— start of Page text —

Abu Muhammad Sidi ‘Abdul-Wahid ibn Ahmad ibn ‘Ali ibn ‘Ashir was one of the great Maliki scholars of Morocco.
His lineage can be traced back to the ancient Medinite tribe known as the ‘Ansar’ who lent their support to the Prophet Muhammad and welcomed him to take up residence in their city after the people of Mecca had persecuted him and driven him out. His most immediate descendants can be traced back to Islamic Spain (Andalusia). But they would later take up residence in the ancient Moroccan city of Fez
where Sidi Ibn ‘Ashir grew up and spent most of his life.
He was known as one who excelled at the various Islamic disciplines. He was also an extremely righteous and ascetic person. He, like many scholars before him, provided for his self through his independent labor and exertion. He was well-known for always seeking out the most wholesome and purest of food (halal). And people knew him to be humble, modest, and of the most outstanding character.

— end of Page text —
— start of Data —

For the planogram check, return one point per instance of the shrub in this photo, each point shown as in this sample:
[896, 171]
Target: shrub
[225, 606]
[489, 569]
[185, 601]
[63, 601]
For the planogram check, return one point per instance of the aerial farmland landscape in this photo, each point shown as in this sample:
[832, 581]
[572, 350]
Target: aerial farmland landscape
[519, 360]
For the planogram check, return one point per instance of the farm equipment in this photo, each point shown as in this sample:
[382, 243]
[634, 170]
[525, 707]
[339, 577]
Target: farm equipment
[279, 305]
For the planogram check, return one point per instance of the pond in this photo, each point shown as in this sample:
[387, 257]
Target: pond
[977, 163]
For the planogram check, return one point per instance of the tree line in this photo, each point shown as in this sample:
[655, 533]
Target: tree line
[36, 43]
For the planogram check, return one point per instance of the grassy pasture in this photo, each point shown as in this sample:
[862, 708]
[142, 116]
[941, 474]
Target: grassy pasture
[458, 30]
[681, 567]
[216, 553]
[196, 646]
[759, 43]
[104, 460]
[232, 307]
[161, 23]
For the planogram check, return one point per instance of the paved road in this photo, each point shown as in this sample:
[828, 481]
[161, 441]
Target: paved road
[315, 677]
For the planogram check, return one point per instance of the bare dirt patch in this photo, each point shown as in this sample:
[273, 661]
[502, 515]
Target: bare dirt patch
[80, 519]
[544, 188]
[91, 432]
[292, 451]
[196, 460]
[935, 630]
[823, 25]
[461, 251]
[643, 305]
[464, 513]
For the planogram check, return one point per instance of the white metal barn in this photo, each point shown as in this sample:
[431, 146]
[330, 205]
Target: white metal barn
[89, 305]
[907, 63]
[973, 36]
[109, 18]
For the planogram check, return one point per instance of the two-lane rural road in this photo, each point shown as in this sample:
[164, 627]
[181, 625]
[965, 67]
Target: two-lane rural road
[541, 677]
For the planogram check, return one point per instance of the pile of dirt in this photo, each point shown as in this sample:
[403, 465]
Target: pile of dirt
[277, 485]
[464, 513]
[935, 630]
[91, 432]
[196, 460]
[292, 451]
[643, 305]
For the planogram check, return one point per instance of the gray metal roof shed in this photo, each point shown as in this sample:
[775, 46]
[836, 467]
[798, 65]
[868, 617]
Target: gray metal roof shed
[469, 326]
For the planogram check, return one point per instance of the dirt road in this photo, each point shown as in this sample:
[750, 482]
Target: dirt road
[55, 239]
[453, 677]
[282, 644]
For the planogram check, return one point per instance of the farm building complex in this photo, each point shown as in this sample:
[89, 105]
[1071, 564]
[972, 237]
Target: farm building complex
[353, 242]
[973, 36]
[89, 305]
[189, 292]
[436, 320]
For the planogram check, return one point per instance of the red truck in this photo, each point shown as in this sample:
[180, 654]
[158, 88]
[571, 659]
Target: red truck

— end of Data —

Extend the account of Ibn 'Ashir's life, picking up right after its last sentence. The entries play no part in what comes next.

He would even sometimes attend the circles of scholars who were lesser than he in knowledge in order to take benefit. And he was constantly involved in teaching. When he spoke to and about people, he was very fair in whatever he had to say to others.
Some of his greatest contributions are in the area of the variant Koranic readings (qira’at). He has super-commentaries on the works of major scholars of that discipline, like Imam Ja’buri. He also surpassed those of his time in the area of scriptwriting (rasm). And he has an amazing commentary on a work entitled ‘Maurid Al-Zham’an’ (Drinking-Pool of the Thirsty) that deals with the manner of writing the script of six of the seven major authors of the variant Koranic readings besides Imam Nafi’i  that consists of approximately 50 lines of poetry.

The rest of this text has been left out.